The task -
Find the string "below" in the data, then copy every line where it is found.
--------
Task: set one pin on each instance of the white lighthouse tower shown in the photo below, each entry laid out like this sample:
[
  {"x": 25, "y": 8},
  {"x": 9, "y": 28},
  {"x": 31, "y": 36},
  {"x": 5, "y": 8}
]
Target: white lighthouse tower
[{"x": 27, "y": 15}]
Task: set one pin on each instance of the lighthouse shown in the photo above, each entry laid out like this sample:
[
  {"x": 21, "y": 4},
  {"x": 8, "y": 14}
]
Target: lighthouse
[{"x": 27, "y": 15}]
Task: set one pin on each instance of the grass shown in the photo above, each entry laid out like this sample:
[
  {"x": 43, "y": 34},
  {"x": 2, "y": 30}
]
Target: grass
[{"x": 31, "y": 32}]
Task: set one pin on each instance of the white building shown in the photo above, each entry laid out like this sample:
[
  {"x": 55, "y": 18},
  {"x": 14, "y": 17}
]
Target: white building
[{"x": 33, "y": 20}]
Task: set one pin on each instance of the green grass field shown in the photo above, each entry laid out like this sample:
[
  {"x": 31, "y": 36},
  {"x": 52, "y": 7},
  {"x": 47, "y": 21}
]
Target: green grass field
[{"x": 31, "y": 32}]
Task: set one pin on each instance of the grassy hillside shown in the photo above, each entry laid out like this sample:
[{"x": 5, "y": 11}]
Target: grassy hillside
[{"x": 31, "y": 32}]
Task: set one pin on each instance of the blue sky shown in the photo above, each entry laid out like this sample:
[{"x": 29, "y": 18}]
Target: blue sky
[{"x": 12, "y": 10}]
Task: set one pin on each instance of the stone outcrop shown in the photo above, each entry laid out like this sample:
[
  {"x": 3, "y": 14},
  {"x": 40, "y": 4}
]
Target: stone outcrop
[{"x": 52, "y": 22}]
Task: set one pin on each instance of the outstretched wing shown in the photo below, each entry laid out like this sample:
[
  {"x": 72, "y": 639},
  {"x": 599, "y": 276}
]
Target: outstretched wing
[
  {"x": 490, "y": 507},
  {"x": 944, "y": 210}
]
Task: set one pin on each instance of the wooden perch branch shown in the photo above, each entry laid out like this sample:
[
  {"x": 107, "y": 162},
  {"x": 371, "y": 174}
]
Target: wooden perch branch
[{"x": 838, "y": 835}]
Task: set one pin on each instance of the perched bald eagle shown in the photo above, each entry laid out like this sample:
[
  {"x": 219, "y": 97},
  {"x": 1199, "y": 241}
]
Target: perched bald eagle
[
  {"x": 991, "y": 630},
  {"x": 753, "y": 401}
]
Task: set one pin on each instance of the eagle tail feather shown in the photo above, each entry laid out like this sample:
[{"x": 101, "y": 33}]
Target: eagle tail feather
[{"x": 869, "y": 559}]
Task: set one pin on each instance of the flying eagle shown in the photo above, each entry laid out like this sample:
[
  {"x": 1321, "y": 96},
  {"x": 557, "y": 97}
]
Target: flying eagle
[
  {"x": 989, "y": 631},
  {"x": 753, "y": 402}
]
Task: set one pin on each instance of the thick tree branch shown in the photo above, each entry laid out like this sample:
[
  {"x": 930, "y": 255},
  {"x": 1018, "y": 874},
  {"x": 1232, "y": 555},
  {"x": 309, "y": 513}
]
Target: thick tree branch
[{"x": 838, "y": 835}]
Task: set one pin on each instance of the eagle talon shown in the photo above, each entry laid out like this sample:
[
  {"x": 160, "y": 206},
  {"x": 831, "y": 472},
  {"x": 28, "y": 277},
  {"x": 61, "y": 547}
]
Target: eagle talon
--------
Answer area -
Task: set one pin on each instance of the white lighthouse tower shown in the photo below, each entry laid out like this sample:
Task: set one pin on each instance of the outstretched wing shown in the photo below, each entry laid out like this sample:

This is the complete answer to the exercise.